(Aim of the task)
Can you reproduce the entries as a numbered list, starting with their first line and going on through the line containing "[7,146,99,308]", both ends included and blank lines omitted?

++++ Working data

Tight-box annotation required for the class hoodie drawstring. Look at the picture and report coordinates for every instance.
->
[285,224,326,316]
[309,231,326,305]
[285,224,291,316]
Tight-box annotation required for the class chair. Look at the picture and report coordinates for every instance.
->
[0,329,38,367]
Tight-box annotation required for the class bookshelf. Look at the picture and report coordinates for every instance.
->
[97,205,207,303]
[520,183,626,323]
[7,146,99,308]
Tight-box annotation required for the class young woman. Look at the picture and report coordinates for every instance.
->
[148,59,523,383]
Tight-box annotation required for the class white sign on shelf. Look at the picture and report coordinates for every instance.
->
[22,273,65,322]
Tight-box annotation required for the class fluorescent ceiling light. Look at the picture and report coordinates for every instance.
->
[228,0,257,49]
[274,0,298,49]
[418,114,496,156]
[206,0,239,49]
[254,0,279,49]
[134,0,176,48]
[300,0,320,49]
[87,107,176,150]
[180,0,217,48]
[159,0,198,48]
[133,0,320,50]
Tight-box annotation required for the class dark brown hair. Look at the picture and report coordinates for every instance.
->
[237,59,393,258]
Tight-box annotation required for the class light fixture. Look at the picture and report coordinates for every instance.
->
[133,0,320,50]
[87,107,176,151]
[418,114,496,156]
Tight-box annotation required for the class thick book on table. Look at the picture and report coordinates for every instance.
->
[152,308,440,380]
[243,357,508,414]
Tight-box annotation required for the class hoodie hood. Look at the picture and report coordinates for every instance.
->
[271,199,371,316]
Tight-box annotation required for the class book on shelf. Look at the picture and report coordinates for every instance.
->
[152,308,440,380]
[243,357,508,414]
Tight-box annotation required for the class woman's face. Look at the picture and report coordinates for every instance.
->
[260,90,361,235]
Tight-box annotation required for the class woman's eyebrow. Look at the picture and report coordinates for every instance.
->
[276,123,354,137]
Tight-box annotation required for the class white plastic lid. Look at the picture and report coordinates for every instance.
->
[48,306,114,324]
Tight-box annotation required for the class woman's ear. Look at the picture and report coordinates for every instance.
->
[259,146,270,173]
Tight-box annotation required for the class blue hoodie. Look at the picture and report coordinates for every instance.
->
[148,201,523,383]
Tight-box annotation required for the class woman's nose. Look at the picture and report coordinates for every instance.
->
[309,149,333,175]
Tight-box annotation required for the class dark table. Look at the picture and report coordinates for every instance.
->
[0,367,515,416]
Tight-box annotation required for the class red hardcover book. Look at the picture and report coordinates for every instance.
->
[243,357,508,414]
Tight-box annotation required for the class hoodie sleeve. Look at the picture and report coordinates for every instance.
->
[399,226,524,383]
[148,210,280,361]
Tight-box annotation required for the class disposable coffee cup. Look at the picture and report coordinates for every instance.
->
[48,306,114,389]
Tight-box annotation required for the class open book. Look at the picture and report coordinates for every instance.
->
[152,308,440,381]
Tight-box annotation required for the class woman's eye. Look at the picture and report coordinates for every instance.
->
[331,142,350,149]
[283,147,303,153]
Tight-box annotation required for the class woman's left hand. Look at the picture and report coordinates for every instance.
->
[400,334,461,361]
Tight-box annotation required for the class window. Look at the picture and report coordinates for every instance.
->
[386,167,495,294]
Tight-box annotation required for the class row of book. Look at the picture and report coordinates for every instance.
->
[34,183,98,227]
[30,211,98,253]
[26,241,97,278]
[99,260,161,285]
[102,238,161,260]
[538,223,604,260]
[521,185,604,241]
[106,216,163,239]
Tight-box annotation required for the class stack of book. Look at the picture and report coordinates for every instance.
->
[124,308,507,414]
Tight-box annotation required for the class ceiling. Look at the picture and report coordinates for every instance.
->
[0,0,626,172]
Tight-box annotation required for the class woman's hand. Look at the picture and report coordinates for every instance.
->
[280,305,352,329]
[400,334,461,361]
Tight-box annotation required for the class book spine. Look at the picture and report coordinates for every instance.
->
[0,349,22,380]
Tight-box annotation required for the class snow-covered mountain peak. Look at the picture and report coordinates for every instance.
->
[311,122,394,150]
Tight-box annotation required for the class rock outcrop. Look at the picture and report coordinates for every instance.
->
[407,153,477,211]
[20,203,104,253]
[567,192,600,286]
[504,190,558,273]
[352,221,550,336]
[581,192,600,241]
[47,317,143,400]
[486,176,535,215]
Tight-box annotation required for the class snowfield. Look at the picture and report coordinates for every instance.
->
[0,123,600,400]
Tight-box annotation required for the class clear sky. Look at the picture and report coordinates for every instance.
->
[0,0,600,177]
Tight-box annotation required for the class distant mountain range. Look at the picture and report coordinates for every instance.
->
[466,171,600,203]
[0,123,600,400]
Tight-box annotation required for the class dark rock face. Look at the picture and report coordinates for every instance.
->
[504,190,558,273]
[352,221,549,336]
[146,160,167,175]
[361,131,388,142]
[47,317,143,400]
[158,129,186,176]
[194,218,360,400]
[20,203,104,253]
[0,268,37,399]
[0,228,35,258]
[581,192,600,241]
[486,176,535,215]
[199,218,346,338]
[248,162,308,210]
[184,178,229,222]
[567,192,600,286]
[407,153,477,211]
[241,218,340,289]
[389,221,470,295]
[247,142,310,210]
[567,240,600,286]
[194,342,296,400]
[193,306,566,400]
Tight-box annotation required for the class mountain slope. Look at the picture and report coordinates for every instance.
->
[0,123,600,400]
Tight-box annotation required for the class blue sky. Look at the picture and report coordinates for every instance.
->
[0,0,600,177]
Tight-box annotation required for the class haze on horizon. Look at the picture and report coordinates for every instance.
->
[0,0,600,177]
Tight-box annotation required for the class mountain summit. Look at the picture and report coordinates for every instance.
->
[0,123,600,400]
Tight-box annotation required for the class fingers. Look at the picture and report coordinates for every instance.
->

++++++++

(Problem solution)
1. Tight-box annotation required for the class hoodie drawstring. Look at the picture and report coordinates for every instance.
2. ->
3. [285,224,326,316]
4. [309,231,326,305]
5. [285,224,291,316]
6. Tight-box annotation required for the class chair. Look at the picture and report coordinates for every instance.
7. ->
8. [0,329,38,367]
9. Tight-box annotation required for the class bookshelf. Look at the picture and report coordinates for every instance.
10. ->
11. [97,205,207,303]
12. [520,183,626,323]
13. [7,146,99,308]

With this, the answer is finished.